TEXT BLOCK
********************

Posted By Gabriel Salcido, Arizona Small Business Association, Wednesday, April 2, 2014
Updated: Thursday, July 31, 2014



If you didn't sign up for healthcare coverage through the marketplace, you can still get coverage outside of the marketplace, but wouldn't be eligible for premium subsidies.  The Obama administration says exceptions will be made for people who have had continuous problems with enrollment websites.

Even before the law passed in 2010, 8 out of 10 Americans had coverage through work or Medicare and Medicaid.  As far as the deadline, there are exceptions, including those eligible for Medicaid can sign up at any time and those eligible for Medicare can sign up anytime after they turn 65.

If you're insured now but lose coverage due to a job loss, for example, you can use the exchange to find a new policy then.  People can also sign up after the enrollment period in special situations like having a baby or moving to a new state.  The law says those not covered this year will be fined $95 or 1% of their income, whichever is higher and this will increase in later years.

********************

DATA SUPPLIED
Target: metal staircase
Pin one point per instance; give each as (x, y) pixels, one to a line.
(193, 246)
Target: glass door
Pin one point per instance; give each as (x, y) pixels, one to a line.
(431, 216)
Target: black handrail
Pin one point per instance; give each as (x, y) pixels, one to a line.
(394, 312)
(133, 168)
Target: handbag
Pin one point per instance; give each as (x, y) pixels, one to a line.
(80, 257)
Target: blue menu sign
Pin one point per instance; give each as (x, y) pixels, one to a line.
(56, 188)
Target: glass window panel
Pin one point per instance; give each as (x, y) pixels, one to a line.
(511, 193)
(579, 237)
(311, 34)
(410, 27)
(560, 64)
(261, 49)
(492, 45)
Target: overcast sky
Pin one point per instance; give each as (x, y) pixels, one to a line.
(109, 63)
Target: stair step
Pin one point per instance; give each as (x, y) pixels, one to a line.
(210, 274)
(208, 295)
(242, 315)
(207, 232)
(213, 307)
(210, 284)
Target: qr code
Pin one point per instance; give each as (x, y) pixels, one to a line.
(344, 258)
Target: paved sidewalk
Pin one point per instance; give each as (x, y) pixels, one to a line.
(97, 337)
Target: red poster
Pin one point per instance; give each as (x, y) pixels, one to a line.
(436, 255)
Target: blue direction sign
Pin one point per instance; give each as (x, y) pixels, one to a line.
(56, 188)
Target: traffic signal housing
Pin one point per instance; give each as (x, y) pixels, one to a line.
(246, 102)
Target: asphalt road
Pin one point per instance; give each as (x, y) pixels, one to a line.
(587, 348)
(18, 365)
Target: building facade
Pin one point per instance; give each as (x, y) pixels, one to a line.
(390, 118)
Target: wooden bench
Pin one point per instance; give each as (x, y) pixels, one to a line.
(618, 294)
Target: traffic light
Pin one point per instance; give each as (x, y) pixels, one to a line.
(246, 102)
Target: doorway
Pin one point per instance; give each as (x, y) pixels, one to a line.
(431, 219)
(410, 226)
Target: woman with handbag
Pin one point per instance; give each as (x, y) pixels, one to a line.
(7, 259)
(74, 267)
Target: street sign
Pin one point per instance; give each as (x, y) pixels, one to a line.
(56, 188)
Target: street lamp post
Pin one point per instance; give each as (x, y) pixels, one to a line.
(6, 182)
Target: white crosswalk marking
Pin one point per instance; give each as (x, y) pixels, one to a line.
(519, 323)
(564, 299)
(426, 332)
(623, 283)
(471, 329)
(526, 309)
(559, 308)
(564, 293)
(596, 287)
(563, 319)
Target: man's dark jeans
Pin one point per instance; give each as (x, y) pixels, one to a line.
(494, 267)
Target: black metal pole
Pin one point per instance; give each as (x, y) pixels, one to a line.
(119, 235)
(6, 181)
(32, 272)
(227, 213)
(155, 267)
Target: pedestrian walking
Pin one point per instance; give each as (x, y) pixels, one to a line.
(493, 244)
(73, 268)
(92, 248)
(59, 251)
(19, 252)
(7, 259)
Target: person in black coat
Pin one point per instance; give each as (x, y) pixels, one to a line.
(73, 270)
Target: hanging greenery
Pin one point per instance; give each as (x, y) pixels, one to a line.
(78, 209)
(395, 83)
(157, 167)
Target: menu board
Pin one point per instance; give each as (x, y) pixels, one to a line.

********************

TO DO
A – In the health coverage text, what fine does the law set for people not covered this year?
B – Pick up the health coverage text after its last sentence and keep writing it.

RESULTS
A – $95 or 1% of their income, whichever is higher.

B –
Meritus announced they will be selling individual and family off-market plans outside of the enrollment period without a qualifying event needed.

A new study by Lee McPheters, of ASU's W.P. Carey School of Business has identified the top 10 cities for job growth in 2013.  Phoenix's non-agricultural job growth increased 2.7%, making it number 7 in the country and Arizona's overall non-agricultural job growth increased 2.1%, making it number 10 in the country.  The biggest surprise was what drove the job growth in the Phoenix area, which was information systems, of which Phoenix was number one in the country.

Arizona Business News, a featured network of Sequence Media Group, is brought to you by the ASBA, Arizona Small Business Association.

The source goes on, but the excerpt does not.